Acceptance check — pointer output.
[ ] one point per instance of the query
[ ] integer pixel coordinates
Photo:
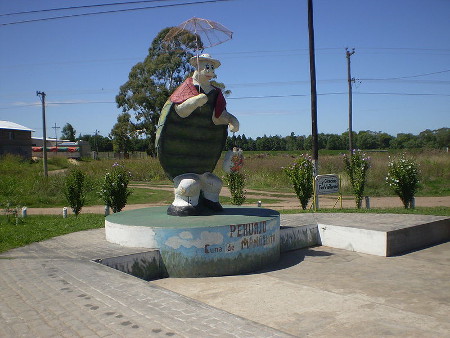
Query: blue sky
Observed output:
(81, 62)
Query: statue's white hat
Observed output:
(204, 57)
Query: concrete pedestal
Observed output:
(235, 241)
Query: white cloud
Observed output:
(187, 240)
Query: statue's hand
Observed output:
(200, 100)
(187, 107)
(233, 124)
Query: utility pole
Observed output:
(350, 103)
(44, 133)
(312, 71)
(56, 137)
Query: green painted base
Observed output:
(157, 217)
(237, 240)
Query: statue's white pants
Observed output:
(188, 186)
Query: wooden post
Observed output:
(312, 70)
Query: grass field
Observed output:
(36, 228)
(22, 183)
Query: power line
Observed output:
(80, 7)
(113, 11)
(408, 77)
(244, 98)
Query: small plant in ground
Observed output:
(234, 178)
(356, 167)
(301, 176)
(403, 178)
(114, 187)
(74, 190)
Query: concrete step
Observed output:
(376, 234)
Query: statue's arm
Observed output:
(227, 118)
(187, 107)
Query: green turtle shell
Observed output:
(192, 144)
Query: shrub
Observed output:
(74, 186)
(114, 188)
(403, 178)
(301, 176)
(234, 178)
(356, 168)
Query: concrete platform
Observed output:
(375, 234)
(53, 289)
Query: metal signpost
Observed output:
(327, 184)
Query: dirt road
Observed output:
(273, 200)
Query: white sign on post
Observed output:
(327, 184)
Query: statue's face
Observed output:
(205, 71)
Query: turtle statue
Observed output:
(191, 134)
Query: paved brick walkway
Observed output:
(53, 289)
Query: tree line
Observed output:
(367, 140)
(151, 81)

→ **Your goal**:
Reproduce all entries without any change, and omit the pictures.

→ **Exercise response**:
Acceptance check — pointer output.
[ ] one point per instance of the query
[ ] integer pixel coordinates
Photo:
Query: blue sky
Observed output:
(81, 62)
Query: statue's white hat
Observed output:
(204, 57)
Query: concrete pedestal
Observed output:
(235, 241)
Query: white cloud
Observed output:
(187, 240)
Query: statue's hand
Observed output:
(200, 100)
(187, 107)
(233, 124)
Query: utility pole
Observed output:
(350, 103)
(44, 133)
(312, 71)
(56, 137)
Query: green painted base
Observed output:
(157, 217)
(237, 240)
Query: statue's white pants
Observed output:
(188, 186)
Query: wooden post
Observed output:
(312, 70)
Query: grass field
Observed output:
(36, 228)
(22, 183)
Query: power line
Observed output:
(80, 7)
(113, 11)
(408, 77)
(244, 98)
Query: small plant in ground
Observed output:
(234, 178)
(356, 167)
(301, 176)
(403, 178)
(114, 187)
(74, 190)
Query: concrete step
Observed output:
(376, 234)
Query: statue's arm
Observed output:
(227, 118)
(187, 107)
Query: green turtle shell
Observed output:
(192, 144)
Query: shrub
Observed output:
(74, 186)
(114, 188)
(403, 178)
(301, 176)
(234, 178)
(356, 168)
Query: concrete platform
Observed output:
(375, 234)
(53, 289)
Query: metal signpost
Observed output:
(327, 184)
Query: dirt road
Observed output:
(273, 200)
Query: white sign on post
Observed output:
(327, 184)
Query: statue's face
Observed output:
(205, 71)
Query: turtle statue
Observed output:
(191, 134)
Query: paved brick walkway
Observed output:
(53, 289)
Query: tree line
Observed output:
(367, 140)
(151, 81)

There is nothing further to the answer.